-- start Entries provided --
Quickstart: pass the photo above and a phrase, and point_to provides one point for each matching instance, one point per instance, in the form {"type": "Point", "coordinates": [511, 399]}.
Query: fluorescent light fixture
-- end Entries provided --
-- start Entries provided --
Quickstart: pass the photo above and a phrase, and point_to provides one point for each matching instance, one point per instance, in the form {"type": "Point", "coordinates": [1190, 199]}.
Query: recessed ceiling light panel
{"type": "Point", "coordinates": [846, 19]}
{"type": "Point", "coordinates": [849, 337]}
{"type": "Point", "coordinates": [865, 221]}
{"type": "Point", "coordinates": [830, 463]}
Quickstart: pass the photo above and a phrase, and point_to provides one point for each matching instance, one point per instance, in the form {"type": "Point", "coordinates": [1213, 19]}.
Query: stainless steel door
-- end Entries provided --
-- start Entries provided --
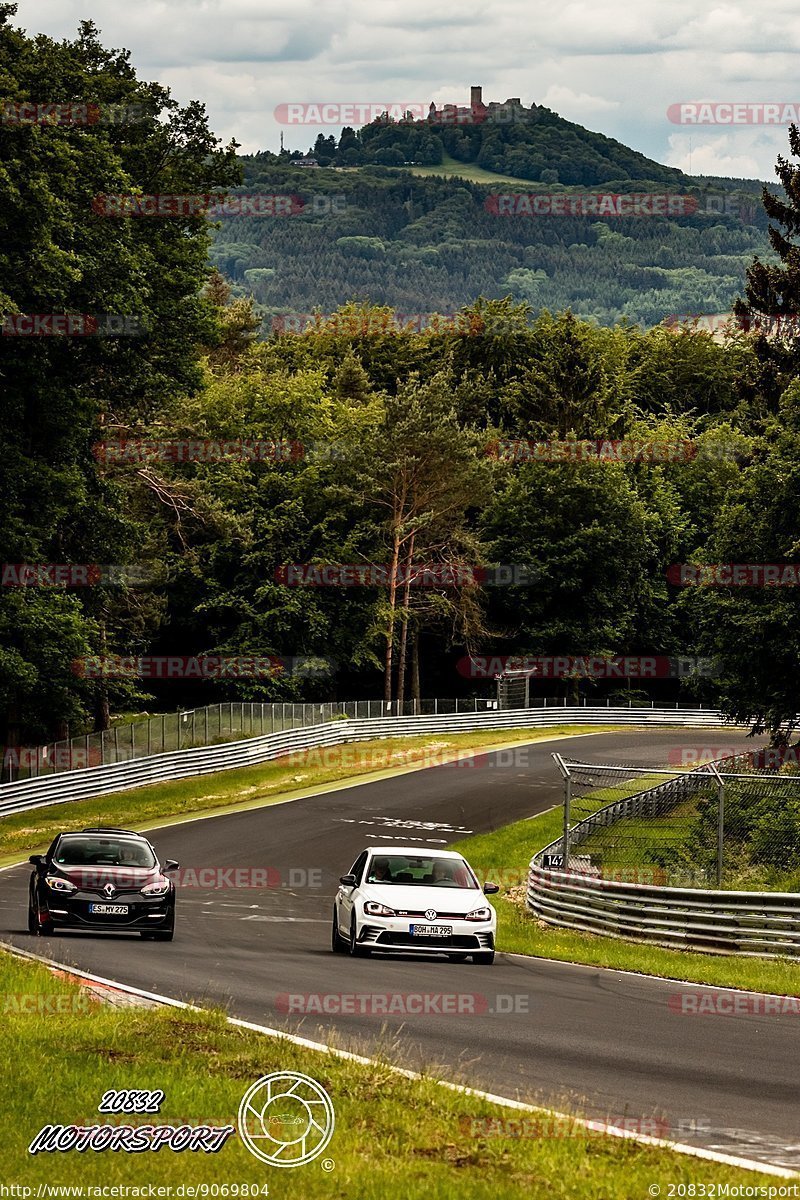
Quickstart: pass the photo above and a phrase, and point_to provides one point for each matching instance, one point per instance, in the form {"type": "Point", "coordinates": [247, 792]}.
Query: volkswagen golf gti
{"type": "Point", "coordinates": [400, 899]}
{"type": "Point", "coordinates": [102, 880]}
-- end Entries provided --
Aim of the exercise =
Return every line from the listing above that contains the word "Quickstart", copying each one in full.

Solution =
Quickstart: pass the photo above and a phrase, and point_to provides one point for each matching instance, one point per instance, in the form {"type": "Point", "coordinates": [511, 399]}.
Quickstart: pass the photo above and a phrase, and point_to provides one point for each matching instance, one point per instance, in the form {"type": "Point", "coordinates": [1190, 199]}.
Quickstart: pass the photo above and a phrase, and point_to provides one point for each matching instance, one point per instance, in the form {"type": "Point", "coordinates": [1213, 19]}.
Quickstart: pass the photo above and a phrase, and point_to provides one point for each matching instance, one point per instance, in the form {"type": "Point", "coordinates": [247, 792]}.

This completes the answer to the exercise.